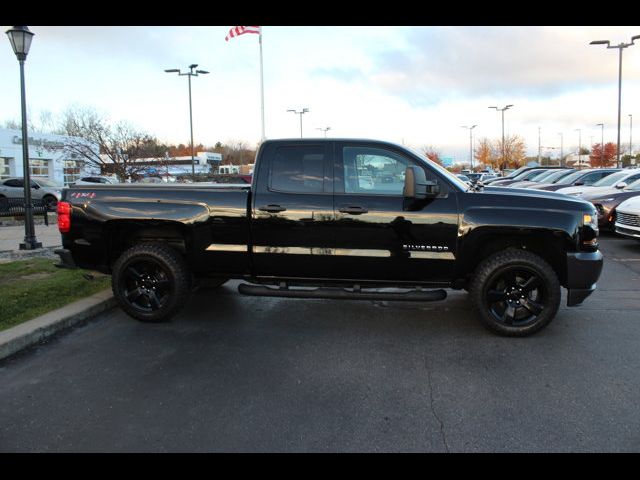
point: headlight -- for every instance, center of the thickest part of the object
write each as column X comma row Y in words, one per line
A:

---

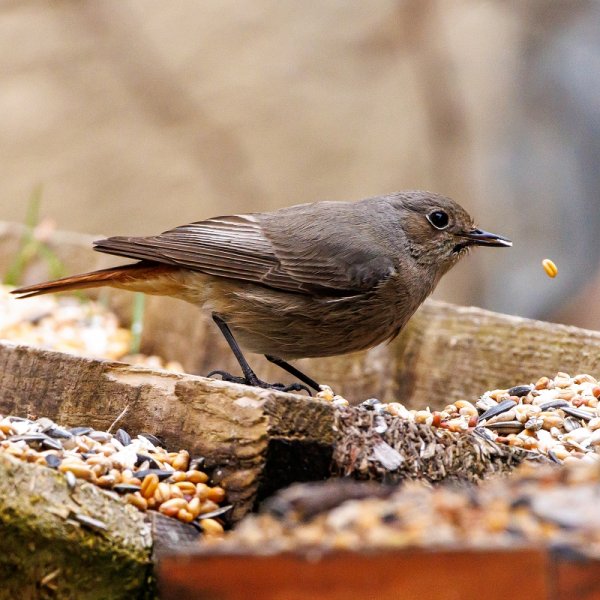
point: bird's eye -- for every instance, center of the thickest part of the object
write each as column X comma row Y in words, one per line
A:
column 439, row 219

— WHAT THE EXERCISE ASKS —
Pull out each line of the entries that contains "thickest".

— ANSWER TO THIS PROBLEM —
point: headlight -- for every instance, center of the thickest part of the object
point: bird's eye -- for every instance, center of the thickest part of the object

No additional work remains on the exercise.